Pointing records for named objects
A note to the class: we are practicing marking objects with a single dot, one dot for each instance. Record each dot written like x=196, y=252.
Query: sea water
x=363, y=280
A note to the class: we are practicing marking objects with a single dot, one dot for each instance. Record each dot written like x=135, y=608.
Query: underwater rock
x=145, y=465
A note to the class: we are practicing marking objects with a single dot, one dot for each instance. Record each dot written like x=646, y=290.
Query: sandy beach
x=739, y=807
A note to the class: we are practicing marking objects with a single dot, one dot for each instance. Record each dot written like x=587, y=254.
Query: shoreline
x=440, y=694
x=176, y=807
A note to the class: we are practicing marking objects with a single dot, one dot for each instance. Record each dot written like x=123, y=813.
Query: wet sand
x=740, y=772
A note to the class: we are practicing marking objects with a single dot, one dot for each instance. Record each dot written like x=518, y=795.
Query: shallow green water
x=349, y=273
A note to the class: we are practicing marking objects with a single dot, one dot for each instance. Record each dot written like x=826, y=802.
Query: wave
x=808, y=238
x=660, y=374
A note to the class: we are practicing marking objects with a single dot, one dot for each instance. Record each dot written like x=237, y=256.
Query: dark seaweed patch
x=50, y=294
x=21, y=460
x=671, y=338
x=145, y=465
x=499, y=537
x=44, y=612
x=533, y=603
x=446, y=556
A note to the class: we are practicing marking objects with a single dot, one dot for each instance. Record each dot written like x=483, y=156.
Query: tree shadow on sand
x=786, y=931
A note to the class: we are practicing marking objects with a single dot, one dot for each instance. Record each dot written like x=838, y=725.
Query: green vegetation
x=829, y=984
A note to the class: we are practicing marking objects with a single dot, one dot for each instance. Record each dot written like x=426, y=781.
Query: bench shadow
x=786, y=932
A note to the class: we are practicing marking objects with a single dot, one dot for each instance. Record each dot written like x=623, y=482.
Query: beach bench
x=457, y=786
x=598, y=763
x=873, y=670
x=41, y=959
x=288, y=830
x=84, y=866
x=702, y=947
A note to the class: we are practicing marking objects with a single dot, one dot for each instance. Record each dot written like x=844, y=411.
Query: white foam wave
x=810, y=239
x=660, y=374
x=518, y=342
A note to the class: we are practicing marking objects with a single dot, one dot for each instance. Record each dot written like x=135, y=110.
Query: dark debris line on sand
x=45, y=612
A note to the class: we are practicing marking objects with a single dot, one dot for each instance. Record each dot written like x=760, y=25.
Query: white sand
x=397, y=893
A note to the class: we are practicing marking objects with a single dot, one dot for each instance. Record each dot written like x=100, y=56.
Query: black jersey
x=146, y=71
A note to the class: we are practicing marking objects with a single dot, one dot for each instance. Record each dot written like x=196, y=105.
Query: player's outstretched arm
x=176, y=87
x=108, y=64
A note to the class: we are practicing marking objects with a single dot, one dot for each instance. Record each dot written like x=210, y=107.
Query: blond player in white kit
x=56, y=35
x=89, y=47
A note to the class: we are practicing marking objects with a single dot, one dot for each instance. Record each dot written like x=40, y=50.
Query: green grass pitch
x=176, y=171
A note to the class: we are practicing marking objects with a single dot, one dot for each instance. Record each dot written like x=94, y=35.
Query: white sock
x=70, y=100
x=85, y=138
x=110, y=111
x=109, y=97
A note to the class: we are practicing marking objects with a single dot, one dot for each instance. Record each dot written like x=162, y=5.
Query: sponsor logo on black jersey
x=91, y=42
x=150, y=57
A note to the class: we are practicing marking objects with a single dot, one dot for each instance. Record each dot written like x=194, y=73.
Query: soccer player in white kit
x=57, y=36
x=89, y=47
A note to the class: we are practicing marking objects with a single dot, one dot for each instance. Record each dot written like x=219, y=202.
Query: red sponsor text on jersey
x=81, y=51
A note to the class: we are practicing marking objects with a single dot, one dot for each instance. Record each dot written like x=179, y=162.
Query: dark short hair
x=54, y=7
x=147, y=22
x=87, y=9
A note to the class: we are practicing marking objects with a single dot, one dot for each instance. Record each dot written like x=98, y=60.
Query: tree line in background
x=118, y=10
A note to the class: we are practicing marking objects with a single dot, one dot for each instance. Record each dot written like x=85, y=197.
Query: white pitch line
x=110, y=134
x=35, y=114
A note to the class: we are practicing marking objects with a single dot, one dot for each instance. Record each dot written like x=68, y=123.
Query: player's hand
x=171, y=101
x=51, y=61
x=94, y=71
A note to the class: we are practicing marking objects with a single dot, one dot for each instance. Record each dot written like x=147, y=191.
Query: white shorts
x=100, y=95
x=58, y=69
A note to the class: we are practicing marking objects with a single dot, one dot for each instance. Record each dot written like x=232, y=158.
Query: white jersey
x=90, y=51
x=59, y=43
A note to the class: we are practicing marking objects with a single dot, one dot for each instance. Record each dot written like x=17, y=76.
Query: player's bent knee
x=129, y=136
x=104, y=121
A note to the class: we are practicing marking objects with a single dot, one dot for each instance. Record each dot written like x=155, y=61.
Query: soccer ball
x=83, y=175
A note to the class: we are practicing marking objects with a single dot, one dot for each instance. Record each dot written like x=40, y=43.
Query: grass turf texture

WHAT TO PRODUCE
Give everything in the listing from the line that contains "like x=483, y=156." down to the line that contains "x=518, y=342" as a JSON list of strings, one string per line, omitting blank lines.

ANSWER TO THE PROBLEM
[
  "A note to the class: we are practicing marking objects with a single dot, one dot for each instance. Record each dot written like x=483, y=156.",
  "Query: tree shadow on sand",
  "x=786, y=931",
  "A note to the class: we are practicing marking objects with a single dot, one dot for each instance. Record each dot written like x=838, y=725.",
  "Query: green vegetation",
  "x=829, y=984",
  "A note to the class: we are practicing marking objects with a single dot, one dot for each instance. Record each dot written like x=426, y=781.",
  "Query: bench shadow",
  "x=786, y=932",
  "A note to the class: we are practicing marking objects with a single dot, one dot for each instance. Record each dot written like x=623, y=482.",
  "Query: beach bench",
  "x=457, y=786",
  "x=598, y=763",
  "x=873, y=670",
  "x=41, y=959",
  "x=288, y=830",
  "x=84, y=866",
  "x=702, y=947",
  "A note to the class: we are practicing marking objects with a single dot, one dot for each instance. Record each dot written like x=844, y=411.",
  "Query: white foam wave",
  "x=810, y=239",
  "x=660, y=374",
  "x=518, y=342"
]